TRY IT: Please report every line in the material below where the word "shrub" is found.

RECORDS SUPPLIED:
=== Begin Enclosure ===
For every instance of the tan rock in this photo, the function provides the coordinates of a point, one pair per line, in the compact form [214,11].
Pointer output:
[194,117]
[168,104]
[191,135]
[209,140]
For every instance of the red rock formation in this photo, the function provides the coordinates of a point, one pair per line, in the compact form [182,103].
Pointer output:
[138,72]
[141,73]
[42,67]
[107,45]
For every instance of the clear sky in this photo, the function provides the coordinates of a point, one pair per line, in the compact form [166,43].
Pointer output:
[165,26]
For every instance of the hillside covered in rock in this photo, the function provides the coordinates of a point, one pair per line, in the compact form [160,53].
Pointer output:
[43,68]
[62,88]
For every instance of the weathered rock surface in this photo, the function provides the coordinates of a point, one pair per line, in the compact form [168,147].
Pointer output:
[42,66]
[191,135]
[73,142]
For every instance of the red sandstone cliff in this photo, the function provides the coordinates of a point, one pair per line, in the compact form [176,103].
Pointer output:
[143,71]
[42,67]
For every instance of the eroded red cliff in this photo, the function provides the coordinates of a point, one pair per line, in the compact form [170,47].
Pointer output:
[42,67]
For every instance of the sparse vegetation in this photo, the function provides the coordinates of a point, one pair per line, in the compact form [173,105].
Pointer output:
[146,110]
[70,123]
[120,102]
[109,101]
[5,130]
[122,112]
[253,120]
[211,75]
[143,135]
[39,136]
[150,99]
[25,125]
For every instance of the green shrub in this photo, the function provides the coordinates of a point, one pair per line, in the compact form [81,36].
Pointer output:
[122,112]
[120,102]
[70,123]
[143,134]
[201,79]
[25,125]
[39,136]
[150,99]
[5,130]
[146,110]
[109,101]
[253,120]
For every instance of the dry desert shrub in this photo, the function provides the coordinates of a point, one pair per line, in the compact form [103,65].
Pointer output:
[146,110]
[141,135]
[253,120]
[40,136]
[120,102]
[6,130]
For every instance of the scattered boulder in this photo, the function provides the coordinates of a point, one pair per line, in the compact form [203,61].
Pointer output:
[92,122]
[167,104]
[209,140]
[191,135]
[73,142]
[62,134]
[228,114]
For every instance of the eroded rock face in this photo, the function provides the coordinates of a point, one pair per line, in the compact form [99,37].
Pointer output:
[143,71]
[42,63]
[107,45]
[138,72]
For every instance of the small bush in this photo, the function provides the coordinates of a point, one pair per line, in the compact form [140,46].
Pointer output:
=== End Enclosure ===
SOLUTION:
For every instance of the green shrub in this photo, the function provides the coordinates of a point, one pair per line, in the compact form [81,36].
For every instance of the dry desert shrub in this photo, the function provides the coordinates of a point, one pair per line, in the compact form [103,65].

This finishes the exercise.